RECORD EXCERPTS Start Marker

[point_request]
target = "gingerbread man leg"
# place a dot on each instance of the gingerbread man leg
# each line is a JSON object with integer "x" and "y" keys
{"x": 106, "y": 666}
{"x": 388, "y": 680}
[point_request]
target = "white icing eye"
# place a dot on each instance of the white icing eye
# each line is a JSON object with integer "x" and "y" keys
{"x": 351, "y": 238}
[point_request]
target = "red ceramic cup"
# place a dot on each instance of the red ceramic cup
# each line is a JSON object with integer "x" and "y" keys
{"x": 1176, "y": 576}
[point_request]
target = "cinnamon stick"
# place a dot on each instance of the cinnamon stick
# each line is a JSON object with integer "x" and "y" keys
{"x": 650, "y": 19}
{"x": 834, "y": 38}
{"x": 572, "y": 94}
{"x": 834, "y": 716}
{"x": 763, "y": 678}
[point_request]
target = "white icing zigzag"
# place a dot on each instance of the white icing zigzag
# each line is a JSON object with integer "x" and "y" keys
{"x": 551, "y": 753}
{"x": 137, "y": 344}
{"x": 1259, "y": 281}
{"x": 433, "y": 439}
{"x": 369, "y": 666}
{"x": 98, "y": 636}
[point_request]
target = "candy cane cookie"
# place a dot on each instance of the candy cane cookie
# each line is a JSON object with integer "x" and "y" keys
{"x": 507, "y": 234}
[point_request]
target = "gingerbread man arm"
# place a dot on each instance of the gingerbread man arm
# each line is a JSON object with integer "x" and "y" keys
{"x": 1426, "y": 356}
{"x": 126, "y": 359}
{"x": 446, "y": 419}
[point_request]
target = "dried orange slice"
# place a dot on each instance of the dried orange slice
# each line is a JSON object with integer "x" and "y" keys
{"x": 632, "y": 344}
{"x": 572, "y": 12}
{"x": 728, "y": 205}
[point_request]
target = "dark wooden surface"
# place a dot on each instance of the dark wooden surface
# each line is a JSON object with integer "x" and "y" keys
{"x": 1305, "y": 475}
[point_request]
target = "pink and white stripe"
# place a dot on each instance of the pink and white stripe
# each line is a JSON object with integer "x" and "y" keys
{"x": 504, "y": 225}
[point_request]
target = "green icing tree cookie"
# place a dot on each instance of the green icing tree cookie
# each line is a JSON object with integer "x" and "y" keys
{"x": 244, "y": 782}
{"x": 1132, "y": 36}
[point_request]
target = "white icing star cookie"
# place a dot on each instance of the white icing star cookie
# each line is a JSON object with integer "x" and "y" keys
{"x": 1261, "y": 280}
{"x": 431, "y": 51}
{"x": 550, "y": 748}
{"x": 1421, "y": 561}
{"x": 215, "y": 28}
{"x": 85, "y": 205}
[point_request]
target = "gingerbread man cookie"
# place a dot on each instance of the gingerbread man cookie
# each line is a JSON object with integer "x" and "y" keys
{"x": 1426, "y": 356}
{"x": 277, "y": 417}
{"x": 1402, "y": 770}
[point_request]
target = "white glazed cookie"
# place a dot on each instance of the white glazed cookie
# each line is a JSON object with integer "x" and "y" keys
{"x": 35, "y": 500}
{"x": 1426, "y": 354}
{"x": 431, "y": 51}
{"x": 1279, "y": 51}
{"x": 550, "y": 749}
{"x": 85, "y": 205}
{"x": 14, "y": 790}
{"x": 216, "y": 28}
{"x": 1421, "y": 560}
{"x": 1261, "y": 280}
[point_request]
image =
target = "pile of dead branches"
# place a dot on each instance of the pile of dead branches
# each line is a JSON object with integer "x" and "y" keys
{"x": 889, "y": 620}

RECORD EXCERPTS End Marker

HOW TO COMPLETE THIS TASK: Give the material above again, word for word.

RESULT OF THIS EXERCISE:
[point_request]
target = "gingerbread man leg"
# place a dot on each instance of the gingerbread man leg
# each line is a JSON object with integer "x" and "y" keys
{"x": 106, "y": 666}
{"x": 388, "y": 680}
[point_request]
target = "white icing eye"
# place a dot on each instance of the white icing eye
# each line is a JSON object with integer "x" and "y" keys
{"x": 351, "y": 238}
[point_request]
target = "red ceramic cup"
# place a dot on each instance of the red ceramic cup
# each line is a JSON object with integer "x" and "y" keys
{"x": 1176, "y": 576}
[point_request]
target = "cinnamon stick"
# place a dot on each instance of the cinnamon stick
# each line is a JSON object with integer "x" and "y" keys
{"x": 650, "y": 19}
{"x": 834, "y": 38}
{"x": 572, "y": 94}
{"x": 834, "y": 716}
{"x": 763, "y": 678}
[point_request]
target = "white icing zigzag"
# place a dot on each instance of the white icing zigzag
# each line is a JSON object with integer "x" and "y" keys
{"x": 551, "y": 753}
{"x": 137, "y": 344}
{"x": 1259, "y": 281}
{"x": 433, "y": 439}
{"x": 369, "y": 666}
{"x": 98, "y": 636}
[point_request]
target = "candy cane cookie"
# place a dot on each instance of the candy cane cookie
# each line is a JSON object with integer "x" and "y" keys
{"x": 507, "y": 234}
[point_request]
target = "gingerbread man arm"
# place a dot on each instance of the gingerbread man arm
# each line is a JSON object with integer "x" and "y" keys
{"x": 1426, "y": 356}
{"x": 126, "y": 359}
{"x": 446, "y": 419}
[point_request]
target = "dried orange slice"
# place a dot on each instance of the dried orange slice
# each line is a JSON object with integer "x" and "y" keys
{"x": 632, "y": 344}
{"x": 572, "y": 12}
{"x": 728, "y": 205}
[point_request]
target = "dark wooden surface"
# place a dot on each instance of the dark wooden surface
# each line is a JSON object with integer "x" and "y" keys
{"x": 1305, "y": 475}
[point_request]
target = "pink and white stripe"
# place a dot on each instance of the pink and white stripe
# each line is a JSON object with integer "x" and "y" keys
{"x": 504, "y": 225}
[point_request]
target = "green icing tree cookie"
# place a dot on each instance of the green icing tree cookie
# each line is a JSON object with integer "x" and "y" keys
{"x": 244, "y": 782}
{"x": 1132, "y": 36}
[point_request]
target = "white icing star cookie"
# place a dot on each instance of the white icing star cookie
# each line is a JSON object with integer "x" and "y" keys
{"x": 1261, "y": 280}
{"x": 431, "y": 51}
{"x": 550, "y": 748}
{"x": 1421, "y": 561}
{"x": 215, "y": 28}
{"x": 85, "y": 205}
[point_request]
target = "gingerbread man cookie"
# place a dot on each instance of the gingerbread man cookie
# each line is a JSON object with integer "x" and "y" keys
{"x": 1426, "y": 356}
{"x": 277, "y": 417}
{"x": 1402, "y": 770}
[point_request]
target = "white glazed cookie"
# place a dot on each instance of the white glazed cookie
# each line is a JSON object with integer "x" and "y" keys
{"x": 35, "y": 500}
{"x": 1426, "y": 354}
{"x": 431, "y": 51}
{"x": 1279, "y": 51}
{"x": 550, "y": 749}
{"x": 85, "y": 205}
{"x": 14, "y": 790}
{"x": 216, "y": 28}
{"x": 1421, "y": 560}
{"x": 1261, "y": 280}
[point_request]
image =
target = "pile of dead branches"
# place a dot on each instance of the pile of dead branches
# each line is a JSON object with integer "x" and "y" keys
{"x": 889, "y": 620}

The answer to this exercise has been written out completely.